Required work:
Produce an exact transcription of the listing below, omitting the pictures.

Provided data:
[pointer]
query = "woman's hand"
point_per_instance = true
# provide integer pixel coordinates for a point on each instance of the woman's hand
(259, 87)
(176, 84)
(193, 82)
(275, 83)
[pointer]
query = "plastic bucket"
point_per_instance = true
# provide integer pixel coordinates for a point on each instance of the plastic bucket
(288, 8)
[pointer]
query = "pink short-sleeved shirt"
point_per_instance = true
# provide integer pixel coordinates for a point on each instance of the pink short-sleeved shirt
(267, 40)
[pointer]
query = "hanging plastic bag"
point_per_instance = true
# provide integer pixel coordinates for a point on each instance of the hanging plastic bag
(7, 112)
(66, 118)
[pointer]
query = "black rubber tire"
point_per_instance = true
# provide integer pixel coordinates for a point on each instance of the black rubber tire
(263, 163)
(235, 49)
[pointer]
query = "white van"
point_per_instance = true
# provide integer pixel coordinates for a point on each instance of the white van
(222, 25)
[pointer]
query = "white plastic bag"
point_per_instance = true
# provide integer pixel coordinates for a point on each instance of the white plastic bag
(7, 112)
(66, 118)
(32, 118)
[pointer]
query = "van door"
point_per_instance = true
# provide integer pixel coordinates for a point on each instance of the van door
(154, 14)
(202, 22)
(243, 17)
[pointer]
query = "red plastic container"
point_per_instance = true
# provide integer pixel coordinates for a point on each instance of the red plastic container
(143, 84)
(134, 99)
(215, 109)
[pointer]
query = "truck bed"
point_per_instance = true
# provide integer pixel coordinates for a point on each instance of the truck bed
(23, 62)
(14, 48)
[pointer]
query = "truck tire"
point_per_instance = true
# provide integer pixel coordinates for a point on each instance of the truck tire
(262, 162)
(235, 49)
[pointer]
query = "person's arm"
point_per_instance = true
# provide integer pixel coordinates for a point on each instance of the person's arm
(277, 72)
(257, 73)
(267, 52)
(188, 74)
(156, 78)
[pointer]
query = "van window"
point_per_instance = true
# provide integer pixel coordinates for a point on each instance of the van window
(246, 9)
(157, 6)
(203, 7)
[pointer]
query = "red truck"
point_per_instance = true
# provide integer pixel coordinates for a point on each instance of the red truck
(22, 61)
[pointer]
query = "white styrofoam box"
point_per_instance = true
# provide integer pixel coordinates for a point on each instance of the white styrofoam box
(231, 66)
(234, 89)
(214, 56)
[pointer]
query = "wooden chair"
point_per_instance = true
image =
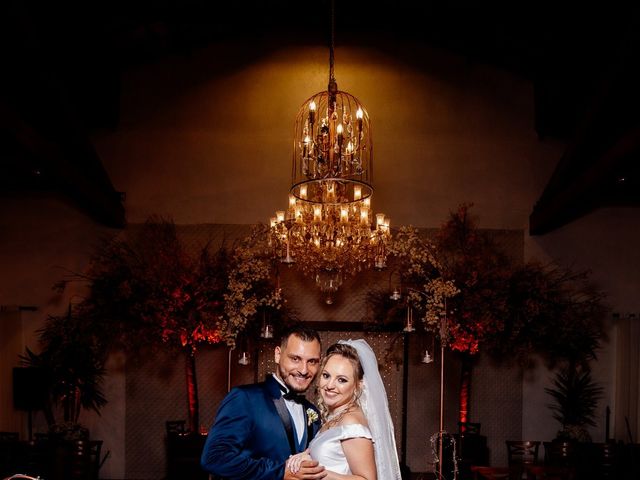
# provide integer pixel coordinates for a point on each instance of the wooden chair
(550, 472)
(521, 453)
(606, 459)
(469, 428)
(560, 453)
(176, 427)
(495, 473)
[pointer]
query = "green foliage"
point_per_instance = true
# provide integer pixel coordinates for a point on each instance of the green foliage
(575, 399)
(72, 358)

Task solution:
[pointer]
query = "woman's hand"
point_per_instance = true
# provide integer pixel coordinates for a point on each instance of the woman's hand
(259, 87)
(176, 84)
(193, 82)
(275, 83)
[pointer]
query = "plastic bucket"
point_per_instance = true
# provide integer pixel coordinates for a point on each instance of the plastic bucket
(288, 8)
[pointer]
query = "pink short-sleeved shirt"
point_per_instance = true
# provide integer pixel coordinates for a point on each instance of the pink short-sleeved shirt
(267, 40)
[pointer]
query = "hanging plastic bag"
point_per_instance = true
# provide integer pixel coordinates for a point on each instance of the hanging plastic bag
(7, 112)
(66, 118)
[pointer]
query = "black rubber tire"
point_per_instance = true
# provide integer pixel coordinates for a point on each instance of the black rubber tire
(263, 163)
(235, 49)
[pointer]
query = "white van"
point_per_instance = true
# provide integer pixel coordinates for a point on each instance of the white van
(222, 25)
[pointer]
query = "white plastic bag"
point_per_instance = true
# provide integer pixel coordinates for a point on each instance of the white plastic bag
(7, 112)
(66, 118)
(32, 118)
[pointer]
query = "van door"
point_per_instance = true
# provide integer pixel coordinates for a point on each instance of the van door
(154, 14)
(202, 22)
(243, 17)
[pointer]
query = "red plastic container"
point_per_instance = true
# provide integer pixel coordinates for a point on each instance of the red plastic container
(143, 84)
(134, 99)
(215, 109)
[pointer]
query = "truck bed"
point_per_instance = true
# provide integer pixel coordinates for a point on each instance of the truck bed
(23, 62)
(14, 48)
[pointer]
query = "truck tire"
point_per_instance = true
# provide integer pixel coordinates for a point on each instance of the truck tire
(262, 162)
(235, 49)
[pointer]
query = "person's arm"
point_per_instance = true
# provide integer pixel coordinates for a point on each instance of the person's arm
(277, 72)
(257, 73)
(267, 52)
(188, 74)
(156, 78)
[pointer]
query = "van window"
point_per_instance = true
# provide integer pixel coordinates for a point on each instance of the van window
(246, 9)
(157, 6)
(203, 7)
[pointer]
query = "red truck"
point_per_instance = true
# provide integer pixel coordinates for a point on each instance of the red truck
(22, 61)
[pointer]
query = "white styrofoam box"
point_per_instance = true
# provide integer pixel coordinates for a point on each instance of the white styrofoam box
(231, 66)
(234, 89)
(214, 56)
[pointer]
query = "wooden chair"
point_per_instance = true
image =
# provide integer pixel coordinates for a point on each instance of the wooden chair
(550, 472)
(521, 453)
(606, 459)
(469, 428)
(560, 453)
(176, 427)
(495, 473)
[pointer]
query = "green foliage"
point_per_instance = true
# provide integer pixel coordinates for a point on each instance of the green foliage
(575, 399)
(72, 358)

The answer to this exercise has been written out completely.